▶ EXTRAIT DU DOCUMENT
----

Dès [que le monde] a existé, il a eu en lui non seulement le Soleil, la Lune, les astres avec leurs diverses révolutions et les germes de ce qui devait prendre vie, mais aussi les causes des bouleversements terrestres. Dans le nombre, il y avait le déluge qui, tout comme l’été et l’hiver, est amené par la loi de l’univers. Il sera la conséquence, non pas de la pluie, mais aussi de la pluie ; non pas de la mer envahissant les continents, mais aussi de cette invasion ; non pas d’un tremblement de terre, mais aussi de cette commotion. Tout aidera la nature, pour que s’accomplissent les desseins de la nature.

----

▶ CONTENU DES DONNÉES
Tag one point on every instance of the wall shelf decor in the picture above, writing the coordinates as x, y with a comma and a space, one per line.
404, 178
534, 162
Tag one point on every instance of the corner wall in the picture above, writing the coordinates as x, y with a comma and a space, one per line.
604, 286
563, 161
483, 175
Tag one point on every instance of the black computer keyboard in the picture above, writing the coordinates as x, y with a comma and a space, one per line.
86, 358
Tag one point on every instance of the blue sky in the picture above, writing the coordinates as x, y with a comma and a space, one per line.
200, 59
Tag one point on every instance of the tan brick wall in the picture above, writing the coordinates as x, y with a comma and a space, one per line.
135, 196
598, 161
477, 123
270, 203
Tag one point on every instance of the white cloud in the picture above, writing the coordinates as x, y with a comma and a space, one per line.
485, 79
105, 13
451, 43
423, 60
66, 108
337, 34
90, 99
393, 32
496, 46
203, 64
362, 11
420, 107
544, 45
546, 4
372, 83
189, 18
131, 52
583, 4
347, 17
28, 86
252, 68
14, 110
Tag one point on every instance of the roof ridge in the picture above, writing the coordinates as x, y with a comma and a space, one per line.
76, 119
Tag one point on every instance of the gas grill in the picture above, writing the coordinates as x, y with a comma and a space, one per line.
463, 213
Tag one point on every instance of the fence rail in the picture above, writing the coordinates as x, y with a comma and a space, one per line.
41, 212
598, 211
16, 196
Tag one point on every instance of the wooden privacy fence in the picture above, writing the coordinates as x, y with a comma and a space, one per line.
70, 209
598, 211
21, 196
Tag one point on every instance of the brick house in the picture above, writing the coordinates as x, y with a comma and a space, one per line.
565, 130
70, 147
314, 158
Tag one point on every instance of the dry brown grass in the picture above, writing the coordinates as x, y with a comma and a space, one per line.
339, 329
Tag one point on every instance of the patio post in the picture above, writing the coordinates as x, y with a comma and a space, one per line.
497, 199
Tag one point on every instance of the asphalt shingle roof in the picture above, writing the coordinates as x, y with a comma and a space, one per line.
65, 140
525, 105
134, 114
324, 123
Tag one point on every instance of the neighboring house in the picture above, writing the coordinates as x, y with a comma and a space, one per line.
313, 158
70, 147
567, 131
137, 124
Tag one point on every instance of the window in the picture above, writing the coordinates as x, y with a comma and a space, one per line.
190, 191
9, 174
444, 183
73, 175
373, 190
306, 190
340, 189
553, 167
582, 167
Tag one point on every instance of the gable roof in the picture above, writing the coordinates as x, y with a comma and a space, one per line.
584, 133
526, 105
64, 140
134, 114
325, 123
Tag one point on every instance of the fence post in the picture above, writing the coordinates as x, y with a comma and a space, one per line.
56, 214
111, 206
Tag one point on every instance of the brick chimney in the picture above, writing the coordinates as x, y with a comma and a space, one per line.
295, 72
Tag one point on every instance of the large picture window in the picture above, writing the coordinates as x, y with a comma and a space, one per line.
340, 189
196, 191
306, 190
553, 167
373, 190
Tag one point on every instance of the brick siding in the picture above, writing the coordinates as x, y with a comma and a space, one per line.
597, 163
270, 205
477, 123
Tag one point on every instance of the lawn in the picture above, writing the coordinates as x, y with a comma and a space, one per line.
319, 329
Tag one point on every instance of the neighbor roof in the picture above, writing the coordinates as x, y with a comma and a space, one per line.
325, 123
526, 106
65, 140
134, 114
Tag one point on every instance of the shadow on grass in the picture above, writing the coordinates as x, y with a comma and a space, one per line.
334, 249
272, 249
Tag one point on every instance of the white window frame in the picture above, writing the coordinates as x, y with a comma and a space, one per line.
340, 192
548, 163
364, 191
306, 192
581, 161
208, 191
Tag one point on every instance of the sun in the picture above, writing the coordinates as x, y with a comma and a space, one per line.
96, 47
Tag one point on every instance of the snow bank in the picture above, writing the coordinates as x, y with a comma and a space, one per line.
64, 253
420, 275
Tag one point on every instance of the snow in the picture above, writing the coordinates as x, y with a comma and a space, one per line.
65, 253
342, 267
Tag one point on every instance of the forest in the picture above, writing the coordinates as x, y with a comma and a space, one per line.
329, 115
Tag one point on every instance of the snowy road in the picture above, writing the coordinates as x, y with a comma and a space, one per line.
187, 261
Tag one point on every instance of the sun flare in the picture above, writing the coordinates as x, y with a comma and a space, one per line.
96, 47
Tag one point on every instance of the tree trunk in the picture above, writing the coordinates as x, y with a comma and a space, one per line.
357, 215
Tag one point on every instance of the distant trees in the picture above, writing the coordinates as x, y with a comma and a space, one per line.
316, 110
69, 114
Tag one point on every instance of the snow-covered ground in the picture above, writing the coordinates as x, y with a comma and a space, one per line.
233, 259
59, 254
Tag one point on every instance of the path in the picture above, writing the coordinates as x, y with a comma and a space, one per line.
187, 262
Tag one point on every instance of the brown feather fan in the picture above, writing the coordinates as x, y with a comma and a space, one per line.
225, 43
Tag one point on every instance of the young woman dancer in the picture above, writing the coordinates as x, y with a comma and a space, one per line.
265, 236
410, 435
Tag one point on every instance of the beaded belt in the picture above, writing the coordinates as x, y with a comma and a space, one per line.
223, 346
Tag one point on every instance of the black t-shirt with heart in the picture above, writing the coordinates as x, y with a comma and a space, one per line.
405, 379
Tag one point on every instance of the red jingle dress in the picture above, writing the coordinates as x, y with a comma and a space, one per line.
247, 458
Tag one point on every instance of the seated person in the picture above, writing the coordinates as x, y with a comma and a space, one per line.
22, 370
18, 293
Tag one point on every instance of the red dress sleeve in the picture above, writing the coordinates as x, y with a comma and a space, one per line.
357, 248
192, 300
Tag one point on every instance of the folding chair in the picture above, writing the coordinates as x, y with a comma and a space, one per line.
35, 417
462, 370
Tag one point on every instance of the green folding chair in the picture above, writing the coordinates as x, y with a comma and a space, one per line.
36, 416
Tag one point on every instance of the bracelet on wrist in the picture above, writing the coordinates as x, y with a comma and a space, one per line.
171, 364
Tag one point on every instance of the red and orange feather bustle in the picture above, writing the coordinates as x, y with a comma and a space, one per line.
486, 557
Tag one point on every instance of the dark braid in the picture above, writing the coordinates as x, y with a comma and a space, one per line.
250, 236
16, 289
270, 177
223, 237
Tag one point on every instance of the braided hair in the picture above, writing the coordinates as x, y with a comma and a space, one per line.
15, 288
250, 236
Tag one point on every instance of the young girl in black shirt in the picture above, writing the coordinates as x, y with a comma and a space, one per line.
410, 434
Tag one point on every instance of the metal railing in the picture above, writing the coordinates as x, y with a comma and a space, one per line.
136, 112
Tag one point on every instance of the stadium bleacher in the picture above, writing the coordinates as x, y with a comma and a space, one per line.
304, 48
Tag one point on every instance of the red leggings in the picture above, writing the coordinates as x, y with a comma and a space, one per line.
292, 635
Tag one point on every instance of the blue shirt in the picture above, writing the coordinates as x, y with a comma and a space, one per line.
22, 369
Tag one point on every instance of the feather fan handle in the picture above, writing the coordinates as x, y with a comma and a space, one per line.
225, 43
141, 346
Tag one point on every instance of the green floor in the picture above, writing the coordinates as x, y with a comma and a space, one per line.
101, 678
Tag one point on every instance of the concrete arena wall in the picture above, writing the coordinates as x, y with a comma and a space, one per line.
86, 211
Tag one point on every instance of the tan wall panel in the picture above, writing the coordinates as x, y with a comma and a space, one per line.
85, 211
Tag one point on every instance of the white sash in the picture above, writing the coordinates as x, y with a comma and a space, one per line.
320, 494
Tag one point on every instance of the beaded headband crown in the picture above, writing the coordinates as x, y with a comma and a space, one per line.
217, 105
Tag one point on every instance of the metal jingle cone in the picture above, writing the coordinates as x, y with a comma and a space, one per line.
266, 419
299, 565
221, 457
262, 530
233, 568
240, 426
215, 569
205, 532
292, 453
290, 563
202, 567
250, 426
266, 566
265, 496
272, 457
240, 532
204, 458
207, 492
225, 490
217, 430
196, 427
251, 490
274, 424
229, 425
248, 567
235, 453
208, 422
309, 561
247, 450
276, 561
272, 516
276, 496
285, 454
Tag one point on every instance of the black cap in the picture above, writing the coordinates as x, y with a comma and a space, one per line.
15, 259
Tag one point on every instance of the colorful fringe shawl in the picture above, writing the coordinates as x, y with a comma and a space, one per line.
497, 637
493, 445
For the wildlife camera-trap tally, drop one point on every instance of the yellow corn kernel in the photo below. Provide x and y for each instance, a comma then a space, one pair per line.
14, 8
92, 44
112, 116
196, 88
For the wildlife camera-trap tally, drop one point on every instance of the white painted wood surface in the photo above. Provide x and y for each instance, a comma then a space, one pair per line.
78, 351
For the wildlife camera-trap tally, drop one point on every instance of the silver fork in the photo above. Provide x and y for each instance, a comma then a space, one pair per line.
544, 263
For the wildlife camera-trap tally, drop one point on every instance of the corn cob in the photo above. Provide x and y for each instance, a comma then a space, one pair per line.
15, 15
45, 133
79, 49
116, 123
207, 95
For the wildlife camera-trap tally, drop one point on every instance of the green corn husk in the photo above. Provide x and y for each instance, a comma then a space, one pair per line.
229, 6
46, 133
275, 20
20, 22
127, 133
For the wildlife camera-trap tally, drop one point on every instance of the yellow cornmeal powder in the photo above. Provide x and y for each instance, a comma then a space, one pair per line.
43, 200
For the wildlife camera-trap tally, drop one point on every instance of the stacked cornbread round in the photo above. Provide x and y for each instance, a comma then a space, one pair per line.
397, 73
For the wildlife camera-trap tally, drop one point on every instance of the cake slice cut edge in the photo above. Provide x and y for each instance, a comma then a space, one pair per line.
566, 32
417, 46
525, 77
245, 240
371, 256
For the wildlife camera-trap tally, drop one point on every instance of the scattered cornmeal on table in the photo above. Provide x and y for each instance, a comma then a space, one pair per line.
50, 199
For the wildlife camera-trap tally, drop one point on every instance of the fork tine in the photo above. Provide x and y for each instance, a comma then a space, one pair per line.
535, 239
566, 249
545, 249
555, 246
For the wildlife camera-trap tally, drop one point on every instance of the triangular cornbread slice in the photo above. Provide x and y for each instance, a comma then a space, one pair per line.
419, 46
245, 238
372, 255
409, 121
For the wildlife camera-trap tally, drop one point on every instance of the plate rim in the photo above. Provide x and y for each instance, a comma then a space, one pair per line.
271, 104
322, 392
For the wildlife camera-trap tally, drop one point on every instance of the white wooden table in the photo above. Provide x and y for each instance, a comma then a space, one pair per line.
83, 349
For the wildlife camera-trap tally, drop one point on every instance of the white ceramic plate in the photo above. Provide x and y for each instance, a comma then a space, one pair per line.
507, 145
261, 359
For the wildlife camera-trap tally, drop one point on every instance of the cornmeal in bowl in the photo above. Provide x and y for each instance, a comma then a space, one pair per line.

----

▶ CONSIGNE
Indiquez, d'après l'extrait du document, ce qui amène le déluge, tout comme l'été et l'hiver.

▶ RÉPONSE ATTENDUE
C'est la loi de l'univers qui amène le déluge.